> WHAT YOU ARE ASKED TO DO
Repeat every row below word for word, without changing anything.

> INFORMATION GIVEN

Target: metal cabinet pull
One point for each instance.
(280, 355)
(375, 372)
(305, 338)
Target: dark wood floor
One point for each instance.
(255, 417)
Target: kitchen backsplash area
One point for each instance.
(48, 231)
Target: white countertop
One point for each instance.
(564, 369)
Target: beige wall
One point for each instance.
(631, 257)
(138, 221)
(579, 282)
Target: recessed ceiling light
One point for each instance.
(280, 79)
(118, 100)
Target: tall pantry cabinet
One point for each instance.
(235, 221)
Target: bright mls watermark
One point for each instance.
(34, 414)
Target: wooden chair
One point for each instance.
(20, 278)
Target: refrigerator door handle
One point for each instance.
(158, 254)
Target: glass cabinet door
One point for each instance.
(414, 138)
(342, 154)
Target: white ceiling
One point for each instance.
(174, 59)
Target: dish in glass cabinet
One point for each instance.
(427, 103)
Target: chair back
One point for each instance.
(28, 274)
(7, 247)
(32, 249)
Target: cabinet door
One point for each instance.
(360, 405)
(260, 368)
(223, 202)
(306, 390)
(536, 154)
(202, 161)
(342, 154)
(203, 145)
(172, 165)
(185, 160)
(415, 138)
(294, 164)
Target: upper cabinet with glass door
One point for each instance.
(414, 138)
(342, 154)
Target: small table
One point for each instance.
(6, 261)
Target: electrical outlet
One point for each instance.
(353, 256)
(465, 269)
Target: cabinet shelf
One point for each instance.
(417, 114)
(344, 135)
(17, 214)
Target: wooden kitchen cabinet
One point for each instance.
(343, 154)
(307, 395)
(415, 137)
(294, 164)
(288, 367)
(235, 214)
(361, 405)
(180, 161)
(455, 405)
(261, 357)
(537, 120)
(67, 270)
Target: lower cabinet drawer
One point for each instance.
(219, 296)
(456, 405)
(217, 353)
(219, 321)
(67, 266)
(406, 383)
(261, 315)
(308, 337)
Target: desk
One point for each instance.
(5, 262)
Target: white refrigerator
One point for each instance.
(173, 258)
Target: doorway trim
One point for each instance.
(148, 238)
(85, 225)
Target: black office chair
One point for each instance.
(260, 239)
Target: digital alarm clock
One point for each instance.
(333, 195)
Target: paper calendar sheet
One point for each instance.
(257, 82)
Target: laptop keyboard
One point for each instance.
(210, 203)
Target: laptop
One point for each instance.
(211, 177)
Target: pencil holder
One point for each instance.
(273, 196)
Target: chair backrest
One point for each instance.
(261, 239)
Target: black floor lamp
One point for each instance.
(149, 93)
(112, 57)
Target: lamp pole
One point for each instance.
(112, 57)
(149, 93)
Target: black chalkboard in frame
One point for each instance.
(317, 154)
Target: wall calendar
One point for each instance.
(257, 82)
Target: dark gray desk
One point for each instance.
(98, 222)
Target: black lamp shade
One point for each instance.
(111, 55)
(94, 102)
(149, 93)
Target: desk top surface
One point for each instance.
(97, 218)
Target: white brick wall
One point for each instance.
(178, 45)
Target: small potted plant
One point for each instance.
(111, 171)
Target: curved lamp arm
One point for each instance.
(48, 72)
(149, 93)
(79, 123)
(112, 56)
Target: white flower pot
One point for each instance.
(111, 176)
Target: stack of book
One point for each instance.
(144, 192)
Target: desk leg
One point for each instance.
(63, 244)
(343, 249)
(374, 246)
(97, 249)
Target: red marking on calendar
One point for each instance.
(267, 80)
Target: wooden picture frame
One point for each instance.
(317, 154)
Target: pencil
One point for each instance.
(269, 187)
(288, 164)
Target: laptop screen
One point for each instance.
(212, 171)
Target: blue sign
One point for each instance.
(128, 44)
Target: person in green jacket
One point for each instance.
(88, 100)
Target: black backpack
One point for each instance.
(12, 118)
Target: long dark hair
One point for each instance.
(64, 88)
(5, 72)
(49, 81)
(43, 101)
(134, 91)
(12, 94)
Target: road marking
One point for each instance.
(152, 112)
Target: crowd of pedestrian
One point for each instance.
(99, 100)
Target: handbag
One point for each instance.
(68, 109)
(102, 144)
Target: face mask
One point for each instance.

> SOLUTION FOR THIS TASK
Target: metal cabinet pull
One point for each instance.
(280, 355)
(375, 372)
(305, 338)
Target: dark wood floor
One point for each instance.
(255, 417)
Target: kitchen backsplash area
One point for each instance.
(48, 231)
Target: white countertop
One point for each instance.
(564, 369)
Target: beige wall
One point for each instance.
(631, 257)
(138, 221)
(579, 282)
Target: recessed ceiling light
One point for each instance.
(280, 79)
(118, 100)
Target: tall pantry cabinet
One point for each instance.
(235, 221)
Target: bright mls watermark
One point for each instance.
(34, 414)
Target: wooden chair
One point for each instance.
(20, 278)
Target: refrigerator door handle
One point for each instance.
(158, 254)
Target: glass cabinet door
One point for each instance.
(414, 138)
(342, 154)
Target: white ceiling
One point for each instance.
(174, 59)
Target: dish in glass cabinet
One point for each instance.
(427, 103)
Target: chair back
One point for each instance.
(28, 274)
(7, 247)
(32, 249)
Target: cabinet door
One point for each instance.
(360, 405)
(260, 368)
(223, 202)
(306, 390)
(536, 154)
(202, 161)
(342, 154)
(203, 145)
(172, 165)
(185, 160)
(415, 138)
(294, 164)
Target: upper cabinet with glass door
One point for each instance.
(414, 138)
(342, 154)
Target: small table
One point for each instance.
(6, 261)
Target: electrical outlet
One point for each instance.
(353, 256)
(465, 269)
Target: cabinet shelf
One point for each instance.
(417, 114)
(344, 135)
(17, 214)
Target: wooden kitchen cabinet
One point for each instance.
(343, 154)
(307, 395)
(415, 137)
(294, 164)
(288, 367)
(235, 214)
(361, 405)
(180, 161)
(455, 405)
(261, 357)
(537, 120)
(67, 270)
Target: lower cabinet drawer
One point for each instance.
(219, 296)
(456, 405)
(217, 353)
(219, 321)
(67, 266)
(406, 383)
(261, 315)
(308, 337)
Target: desk
One point for each instance.
(5, 262)
Target: white refrigerator
One point for each instance.
(173, 258)
Target: doorway trim
One point for each instance.
(148, 238)
(85, 225)
Target: black office chair
One point for each instance.
(260, 239)
Target: digital alarm clock
One point for each instance.
(333, 195)
Target: paper calendar sheet
One point for each instance.
(257, 82)
Target: laptop keyboard
One point for each instance.
(210, 203)
Target: laptop
One point for each instance.
(211, 177)
Target: pencil holder
One point for each instance.
(273, 196)
Target: chair backrest
One point for each instance.
(261, 239)
Target: black floor lamp
One point for each instance.
(149, 93)
(112, 57)
Target: lamp pole
One point for each instance.
(112, 57)
(149, 93)
Target: black chalkboard in frame
One point for each instance.
(317, 154)
Target: wall calendar
One point for each instance.
(257, 82)
Target: dark gray desk
One point for each instance.
(98, 222)
Target: black lamp shade
One point for each instance.
(111, 55)
(94, 102)
(149, 93)
Target: desk top surface
One point for each instance.
(97, 218)
Target: white brick wall
One point for each instance.
(178, 45)
Target: small potted plant
One point for each instance.
(111, 171)
Target: curved lamp arm
One point for each instance.
(48, 72)
(149, 93)
(79, 123)
(112, 56)
Target: white flower pot
One point for each instance.
(111, 176)
Target: stack of book
One point for each instance.
(144, 192)
Target: desk leg
One point for each instance.
(63, 244)
(343, 249)
(374, 246)
(97, 249)
Target: red marking on calendar
One point for each instance.
(267, 80)
Target: wooden picture frame
One point for each instance.
(317, 154)
Target: pencil
One point for each instance.
(269, 187)
(288, 164)
Target: laptop screen
One point for each instance.
(212, 171)
Target: blue sign
One point for each instance.
(128, 44)
Target: person in green jacket
One point for each instance.
(88, 100)
Target: black backpack
One point for each instance.
(12, 118)
Target: long dark hair
One point for each instance.
(64, 88)
(5, 72)
(49, 81)
(43, 101)
(134, 91)
(12, 94)
Target: road marking
One point for each instance.
(152, 112)
Target: crowd of pedestrian
One point for each instance.
(99, 100)
Target: handbag
One point for each instance.
(68, 109)
(102, 144)
Target: face mask
One point for each instance.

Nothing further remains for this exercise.